◆ **제공된 본문**
________
A Comprehensive Study of Deep Video Action Recognition

SooHyun2i 2022. 1. 6. 05:09

VIdeo Action Recognition에 대한 survey 논문입니다.

CVPR 2020에 accepted된 논문입니다. 연구주제로 domain은 video쪽으로 잡고 action recognition이라는 task를 공부하려고 합니다. 관련된 내용을 잘 모르기 때문에 먼저 survey 논문을 읽고 정리하면서 개념적인 공부나 트렌드가 어떻게 되어 가는 지 파악하고 정리하려고 합니다.

Abstract

Video action recognition은 video 이해를 위한 대표적인 task중 하나입니다.

요새 나오는 challenge가 modeling long-range temporal information in videos,

high computation costs, dataset이랑 evaluation protocol variance 때문에 나타나는 incomparable한 결과 같은 게 있습니다.

이 페이퍼에서는 200개의 deep learning 기반 video action recognition을 포괄적인 조사를 제공합니다.

deep learninㅎ으로부터 two-stream networks, 3D conv kernel 최근에 compute-efficient model까지 다양하게 제공합니다.
________
◆ **제공된 줄**

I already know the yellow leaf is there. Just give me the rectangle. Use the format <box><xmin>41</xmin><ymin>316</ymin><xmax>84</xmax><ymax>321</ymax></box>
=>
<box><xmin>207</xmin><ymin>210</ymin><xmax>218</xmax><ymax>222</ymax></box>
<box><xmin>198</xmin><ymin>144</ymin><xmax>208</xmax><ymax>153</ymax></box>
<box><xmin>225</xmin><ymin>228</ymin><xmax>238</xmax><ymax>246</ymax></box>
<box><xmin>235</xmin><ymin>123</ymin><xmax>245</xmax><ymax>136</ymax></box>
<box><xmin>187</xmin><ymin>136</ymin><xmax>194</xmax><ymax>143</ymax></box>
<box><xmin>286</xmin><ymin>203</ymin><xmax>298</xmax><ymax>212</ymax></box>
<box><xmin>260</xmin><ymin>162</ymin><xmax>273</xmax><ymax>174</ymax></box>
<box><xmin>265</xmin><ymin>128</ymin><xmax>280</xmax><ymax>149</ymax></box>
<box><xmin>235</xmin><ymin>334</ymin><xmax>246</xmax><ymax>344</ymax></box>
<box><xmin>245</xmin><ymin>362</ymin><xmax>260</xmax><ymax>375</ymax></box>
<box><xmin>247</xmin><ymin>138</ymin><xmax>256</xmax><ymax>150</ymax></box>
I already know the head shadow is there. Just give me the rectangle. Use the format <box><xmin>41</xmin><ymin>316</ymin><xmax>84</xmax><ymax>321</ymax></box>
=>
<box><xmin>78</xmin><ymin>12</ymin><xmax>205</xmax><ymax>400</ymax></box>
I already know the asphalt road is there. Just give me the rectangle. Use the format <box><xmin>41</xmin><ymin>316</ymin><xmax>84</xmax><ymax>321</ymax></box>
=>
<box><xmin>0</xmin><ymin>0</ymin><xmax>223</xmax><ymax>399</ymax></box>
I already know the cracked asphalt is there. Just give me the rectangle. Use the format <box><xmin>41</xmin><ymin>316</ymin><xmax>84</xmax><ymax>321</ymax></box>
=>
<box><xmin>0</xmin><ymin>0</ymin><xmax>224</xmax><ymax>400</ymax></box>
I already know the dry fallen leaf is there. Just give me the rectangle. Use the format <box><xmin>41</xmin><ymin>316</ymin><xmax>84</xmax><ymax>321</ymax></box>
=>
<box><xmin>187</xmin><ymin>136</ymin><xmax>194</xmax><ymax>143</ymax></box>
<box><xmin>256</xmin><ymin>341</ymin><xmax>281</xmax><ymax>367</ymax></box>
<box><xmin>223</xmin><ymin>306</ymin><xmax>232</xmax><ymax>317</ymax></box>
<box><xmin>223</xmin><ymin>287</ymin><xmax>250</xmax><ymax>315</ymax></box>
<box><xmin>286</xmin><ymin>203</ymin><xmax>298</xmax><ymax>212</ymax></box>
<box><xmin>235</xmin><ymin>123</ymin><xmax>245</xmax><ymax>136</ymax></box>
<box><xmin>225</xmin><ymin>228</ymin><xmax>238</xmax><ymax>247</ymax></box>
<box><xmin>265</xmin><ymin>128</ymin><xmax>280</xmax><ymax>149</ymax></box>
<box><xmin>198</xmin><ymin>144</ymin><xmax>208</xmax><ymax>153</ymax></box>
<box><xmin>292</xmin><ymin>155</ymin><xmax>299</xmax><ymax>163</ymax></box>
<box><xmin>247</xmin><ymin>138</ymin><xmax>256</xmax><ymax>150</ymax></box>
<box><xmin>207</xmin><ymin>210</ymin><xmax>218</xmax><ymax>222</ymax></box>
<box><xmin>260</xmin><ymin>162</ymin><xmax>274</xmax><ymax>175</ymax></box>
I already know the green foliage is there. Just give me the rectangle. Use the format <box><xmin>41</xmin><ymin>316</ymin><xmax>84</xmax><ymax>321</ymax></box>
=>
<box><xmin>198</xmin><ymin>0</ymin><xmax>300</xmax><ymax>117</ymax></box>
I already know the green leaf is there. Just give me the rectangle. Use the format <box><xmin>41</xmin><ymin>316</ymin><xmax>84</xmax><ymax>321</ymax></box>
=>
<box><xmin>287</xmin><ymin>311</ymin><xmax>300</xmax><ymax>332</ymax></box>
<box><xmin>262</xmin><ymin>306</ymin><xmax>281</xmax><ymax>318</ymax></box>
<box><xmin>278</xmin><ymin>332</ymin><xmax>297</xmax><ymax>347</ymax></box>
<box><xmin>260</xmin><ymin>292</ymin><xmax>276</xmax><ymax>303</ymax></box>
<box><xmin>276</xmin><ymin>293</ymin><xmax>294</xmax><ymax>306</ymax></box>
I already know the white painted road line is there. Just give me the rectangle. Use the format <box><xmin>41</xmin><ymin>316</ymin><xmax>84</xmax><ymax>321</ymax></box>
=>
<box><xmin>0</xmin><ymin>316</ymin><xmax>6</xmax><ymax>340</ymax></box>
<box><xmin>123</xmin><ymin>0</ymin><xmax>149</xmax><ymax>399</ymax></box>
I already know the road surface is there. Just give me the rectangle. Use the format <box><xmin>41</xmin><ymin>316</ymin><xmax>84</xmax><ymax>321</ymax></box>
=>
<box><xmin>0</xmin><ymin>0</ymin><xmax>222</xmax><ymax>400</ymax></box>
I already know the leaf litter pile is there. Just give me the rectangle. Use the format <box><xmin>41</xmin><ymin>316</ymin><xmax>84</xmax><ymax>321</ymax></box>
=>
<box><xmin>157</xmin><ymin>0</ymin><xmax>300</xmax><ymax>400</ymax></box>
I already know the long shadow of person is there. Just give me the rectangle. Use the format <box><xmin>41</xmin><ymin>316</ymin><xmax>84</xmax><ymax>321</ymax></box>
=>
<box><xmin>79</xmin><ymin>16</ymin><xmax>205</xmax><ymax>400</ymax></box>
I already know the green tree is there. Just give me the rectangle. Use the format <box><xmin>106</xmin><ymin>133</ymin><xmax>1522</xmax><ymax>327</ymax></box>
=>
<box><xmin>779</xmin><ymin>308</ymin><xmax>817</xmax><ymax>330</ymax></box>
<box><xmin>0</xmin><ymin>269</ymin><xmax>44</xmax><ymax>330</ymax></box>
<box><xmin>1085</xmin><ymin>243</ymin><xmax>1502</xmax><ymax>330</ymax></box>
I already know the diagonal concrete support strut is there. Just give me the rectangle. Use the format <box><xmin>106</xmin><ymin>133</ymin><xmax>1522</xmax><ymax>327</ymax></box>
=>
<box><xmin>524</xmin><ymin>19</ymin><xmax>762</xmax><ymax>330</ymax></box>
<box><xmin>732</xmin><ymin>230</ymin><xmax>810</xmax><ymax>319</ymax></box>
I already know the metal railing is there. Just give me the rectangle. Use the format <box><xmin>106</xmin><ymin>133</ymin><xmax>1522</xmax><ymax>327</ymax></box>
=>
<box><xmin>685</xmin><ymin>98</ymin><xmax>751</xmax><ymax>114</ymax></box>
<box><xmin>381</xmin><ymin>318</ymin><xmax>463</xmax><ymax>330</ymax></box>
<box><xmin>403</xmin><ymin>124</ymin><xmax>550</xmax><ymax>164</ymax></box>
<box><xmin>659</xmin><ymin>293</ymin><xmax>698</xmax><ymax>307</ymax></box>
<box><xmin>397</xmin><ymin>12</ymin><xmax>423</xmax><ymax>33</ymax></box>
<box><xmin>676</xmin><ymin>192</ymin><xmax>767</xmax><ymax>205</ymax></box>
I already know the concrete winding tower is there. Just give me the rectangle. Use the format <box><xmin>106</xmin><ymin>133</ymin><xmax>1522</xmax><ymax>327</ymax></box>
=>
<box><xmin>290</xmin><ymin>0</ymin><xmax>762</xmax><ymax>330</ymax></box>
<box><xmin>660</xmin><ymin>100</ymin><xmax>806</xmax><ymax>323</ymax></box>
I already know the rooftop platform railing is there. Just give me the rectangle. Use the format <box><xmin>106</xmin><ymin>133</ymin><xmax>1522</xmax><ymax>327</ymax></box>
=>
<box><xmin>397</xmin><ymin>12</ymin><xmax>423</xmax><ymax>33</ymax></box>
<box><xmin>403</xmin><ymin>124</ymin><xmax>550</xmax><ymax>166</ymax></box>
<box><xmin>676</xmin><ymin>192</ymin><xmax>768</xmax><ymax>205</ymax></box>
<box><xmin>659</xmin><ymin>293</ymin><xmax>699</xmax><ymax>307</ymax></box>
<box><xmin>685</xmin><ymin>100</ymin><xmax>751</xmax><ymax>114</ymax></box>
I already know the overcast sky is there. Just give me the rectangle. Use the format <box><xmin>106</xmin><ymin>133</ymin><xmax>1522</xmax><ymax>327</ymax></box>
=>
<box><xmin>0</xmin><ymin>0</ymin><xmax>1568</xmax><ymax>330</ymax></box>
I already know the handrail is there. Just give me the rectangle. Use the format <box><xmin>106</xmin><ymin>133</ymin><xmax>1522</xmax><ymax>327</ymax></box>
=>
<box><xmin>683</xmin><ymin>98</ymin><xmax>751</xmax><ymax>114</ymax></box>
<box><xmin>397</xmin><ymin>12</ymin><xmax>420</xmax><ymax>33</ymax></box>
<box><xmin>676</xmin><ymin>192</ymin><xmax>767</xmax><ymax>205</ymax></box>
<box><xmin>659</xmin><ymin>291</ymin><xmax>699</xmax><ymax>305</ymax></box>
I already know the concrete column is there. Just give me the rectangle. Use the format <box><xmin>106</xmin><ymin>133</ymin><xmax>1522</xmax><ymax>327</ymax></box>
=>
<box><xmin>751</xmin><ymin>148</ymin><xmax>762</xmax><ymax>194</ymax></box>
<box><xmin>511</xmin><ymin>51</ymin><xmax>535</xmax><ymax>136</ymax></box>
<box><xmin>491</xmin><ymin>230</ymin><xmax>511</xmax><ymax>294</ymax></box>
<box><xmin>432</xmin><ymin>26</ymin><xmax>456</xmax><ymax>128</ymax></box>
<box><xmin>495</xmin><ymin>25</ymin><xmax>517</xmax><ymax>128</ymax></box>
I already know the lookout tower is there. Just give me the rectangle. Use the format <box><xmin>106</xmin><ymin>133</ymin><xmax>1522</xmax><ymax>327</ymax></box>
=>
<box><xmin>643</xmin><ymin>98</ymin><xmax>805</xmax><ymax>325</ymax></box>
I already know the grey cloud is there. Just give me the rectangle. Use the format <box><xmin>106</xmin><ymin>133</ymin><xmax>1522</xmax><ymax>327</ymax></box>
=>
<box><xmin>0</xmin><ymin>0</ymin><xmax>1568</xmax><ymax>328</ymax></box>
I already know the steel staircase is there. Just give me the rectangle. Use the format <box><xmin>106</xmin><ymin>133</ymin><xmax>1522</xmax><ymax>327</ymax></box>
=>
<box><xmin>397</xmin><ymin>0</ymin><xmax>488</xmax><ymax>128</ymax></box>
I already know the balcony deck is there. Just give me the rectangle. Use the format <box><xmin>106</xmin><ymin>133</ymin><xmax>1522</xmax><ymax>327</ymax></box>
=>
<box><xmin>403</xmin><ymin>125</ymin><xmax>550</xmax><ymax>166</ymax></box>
________
◆ **연습 문제 1**
제공된 본문을 읽고 다음 물음에 답하십시오.
(a) 이 서베이 논문은 어느 학회에 accepted되었습니까?
(b) 글쓴이가 연구 주제의 domain으로 잡은 분야는 무엇입니까?
(c) 이 논문은 deep learning 기반 video action recognition 연구를 몇 개 조사합니까?
◆ **연습 문제 2**
제공된 본문을 마지막 문장 다음부터 같은 말투로 이어서 작성하십시오.
위의 줄들은 제공된 본문과 관계없는 별도의 자료입니다.

◆ **답변 1**
(a) CVPR 2020
(b) video
(c) 200개

◆ **답변 2**
그리고 마지막에 새로운 연구 아이디어를 촉진하기 위해 미해결 문제에 대해 논의하고 Video action recognition의 기회를 조명합니다.

1. Introduction

video를 이해하는 task 중에 가장 중요한 것은 인간의 행동을 이해하는 것입니다.

behavior analysis나 video retrieval, human-robot interaction, gaming 이나 entertainment, 자율주행 자동차 등 다양한 곳에 사용이 될 수 있습니다. 비디오에서 인간의 행동을 인식하는 작업을 video action recognition이라고 합니다.

위 그림은 악수하고 자전거를 타는 것과 같은 일반적인 인간의 일상 활동인 관련 액션 라벨과 함께 여러 비디오 프레임을 시각화한 그림입니다.

인기있는 action recognition에 대한 것도 요약을 한 그림이 있는데 밑에 있는 fiagure 2입니다.

대규모 데이터셋의 가용성과 딥러닝의 빠른 발전 덕분에 비디오 동작을 인식하는 딥러닝 기반 모델도 빠르게 성장하고 있습니다.

최근 representative work를 연대순으로 보여주는 그림입니다.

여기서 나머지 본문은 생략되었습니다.